▸ **Source passage**:
○ ○ ○

These products have arrived at a pivotal moment for computing. Steve Jobs popularized the phrase "post-PC era" to describe what's supposed to come next, with the iPad displacing the window-driven, desktop-focused experience that the word "computer" conjures up. Now Google too is offering alternatives to that experience, taking on traditional computing with a pincer movement of tablets and Chromebooks. That the two are advancing together may be either an accident or a deliberate attempt to establish distinct post-PC categories—all we know for sure that Google likes to experiment publicly.
The Galaxy Tab
The Galaxy Tab 10.1 is a close match for—some might say it mimics—that proven PC-skewering weapon the iPad 2. The tablet that I reviewed is a special edition, with Android logos on the back, that was handed out to developers and lent to journalists at the Google I/O conference last month. You can buy it without the decoration for $500 with 16 gigabytes of storage or $600 with 32 GB. It's WiFi-only for now, but a version with a cellular data plan is due out soon.
The Galaxy Tab's similarity to the iPad 2 highlights the fact that in the tablet world, hardware is scarcely relevant. A responsive, glossy, color-rich touch screen, eight-hour-plus battery life, and front and rear cameras are all table stakes by now. The Galaxy Tab 10.1 is actually slightly slimmer than the iPad 2 (by 0.2 millimeters) and lighter (by 35 grams), thanks to the plastic back it has, instead of an aluminum one. It's also more widescreen, with a 16:10 aspect ratio.
Google's post-PC vision—like Apple's—is all in the software, but this is where the similarity ends. Jobs's claims about the first iPad's "magic" were dismissed by those who saw the device as nothing more than a "giant iPhone," and the iPad 2 can still be accurately described that way. When you turn it on, you are greeted with a grid of every app you ever installed. Customization doesn't go beyond the ability to group the icons into folders and move six to privileged spots on a dock at the base of the screen.
The Galaxy Tab's Honeycomb 3.1, however, seems to be gunning to replace the desktop experience with something that looks to be suspiciously like another one, albeit without a mouse. You can clutter your five desktops with app shortcuts to your heart's content. You can add "widgets" (cut-down, interactive versions of regular apps) to that clutter to do things like provide a permanent view of your e-mail inbox or music player. This latest release of Honeycomb allows you to resize your widgets, an option that makes it possible to create a desktop-PC feel by putting, for example, a calendar and an e-mail inbox side by side.
Honeycomb even comes with a very Windows-like system tray—a place where running apps can be seen and notifications pop up—in the bottom right corner. But it all adds up to a less slick experience than an iPad—there's much more to tinker with, and you invariably leave things untidy. The Galaxy Tab 10.1 requires a steeper learning curve than the iPad 2.

○ ○ ○

[Pointing records]

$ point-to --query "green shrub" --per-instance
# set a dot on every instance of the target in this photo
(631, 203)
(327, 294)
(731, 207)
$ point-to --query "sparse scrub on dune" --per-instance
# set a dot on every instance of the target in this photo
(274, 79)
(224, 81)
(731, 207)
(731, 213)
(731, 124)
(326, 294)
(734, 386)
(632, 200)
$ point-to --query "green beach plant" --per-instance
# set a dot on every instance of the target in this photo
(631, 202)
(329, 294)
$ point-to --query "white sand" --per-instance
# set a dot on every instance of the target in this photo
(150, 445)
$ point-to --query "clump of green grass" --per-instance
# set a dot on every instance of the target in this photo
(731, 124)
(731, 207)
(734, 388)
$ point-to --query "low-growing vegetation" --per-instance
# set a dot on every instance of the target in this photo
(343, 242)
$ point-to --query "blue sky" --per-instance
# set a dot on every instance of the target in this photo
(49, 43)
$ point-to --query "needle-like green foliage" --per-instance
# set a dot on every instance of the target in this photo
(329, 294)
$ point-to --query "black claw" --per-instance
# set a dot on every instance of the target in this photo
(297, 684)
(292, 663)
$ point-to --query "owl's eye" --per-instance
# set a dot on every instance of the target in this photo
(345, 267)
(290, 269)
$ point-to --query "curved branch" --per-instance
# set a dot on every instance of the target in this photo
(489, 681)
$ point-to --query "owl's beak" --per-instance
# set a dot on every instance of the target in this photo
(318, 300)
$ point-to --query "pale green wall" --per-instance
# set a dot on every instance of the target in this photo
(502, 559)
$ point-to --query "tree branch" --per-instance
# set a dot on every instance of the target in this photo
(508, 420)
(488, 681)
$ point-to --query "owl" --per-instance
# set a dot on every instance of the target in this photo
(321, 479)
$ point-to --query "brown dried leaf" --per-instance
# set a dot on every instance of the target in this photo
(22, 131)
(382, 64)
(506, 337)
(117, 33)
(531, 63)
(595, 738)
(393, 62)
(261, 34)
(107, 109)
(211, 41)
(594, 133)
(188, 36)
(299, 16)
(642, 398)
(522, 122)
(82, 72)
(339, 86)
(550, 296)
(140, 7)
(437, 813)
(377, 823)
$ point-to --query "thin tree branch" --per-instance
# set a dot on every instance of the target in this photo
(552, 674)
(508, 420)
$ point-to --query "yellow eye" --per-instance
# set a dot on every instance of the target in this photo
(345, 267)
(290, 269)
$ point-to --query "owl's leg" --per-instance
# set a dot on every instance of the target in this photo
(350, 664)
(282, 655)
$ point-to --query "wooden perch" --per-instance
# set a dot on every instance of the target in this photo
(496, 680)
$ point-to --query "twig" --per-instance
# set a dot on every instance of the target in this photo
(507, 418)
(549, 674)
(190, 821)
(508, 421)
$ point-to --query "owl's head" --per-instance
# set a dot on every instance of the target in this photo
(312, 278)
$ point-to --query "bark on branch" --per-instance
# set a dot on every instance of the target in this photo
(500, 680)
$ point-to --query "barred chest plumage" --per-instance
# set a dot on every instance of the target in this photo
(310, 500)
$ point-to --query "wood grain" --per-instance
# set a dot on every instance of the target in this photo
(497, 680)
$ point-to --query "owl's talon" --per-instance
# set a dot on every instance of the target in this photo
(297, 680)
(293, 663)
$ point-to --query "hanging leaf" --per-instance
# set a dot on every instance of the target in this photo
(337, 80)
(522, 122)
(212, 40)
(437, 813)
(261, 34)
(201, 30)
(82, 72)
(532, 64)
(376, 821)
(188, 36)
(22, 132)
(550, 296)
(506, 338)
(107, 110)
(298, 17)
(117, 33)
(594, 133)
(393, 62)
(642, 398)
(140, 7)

○ ○ ○

▸ **Jobs**:
1. Reproduce the part of the Galaxy Tab review from "These products have" to "to experiment publicly.".
2. How many lines of the records contain the string "tree"? Give only the number.

▸ **Answers below**:
1.
These products have arrived at a pivotal moment for computing. Steve Jobs popularized the phrase "post-PC era" to describe what's supposed to come next, with the iPad displacing the window-driven, desktop-focused experience that the word "computer" conjures up. Now Google too is offering alternatives to that experience, taking on traditional computing with a pincer movement of tablets and Chromebooks. That the two are advancing together may be either an accident or a deliberate attempt to establish distinct post-PC categories—all we know for sure that Google likes to experiment publicly.

2. 2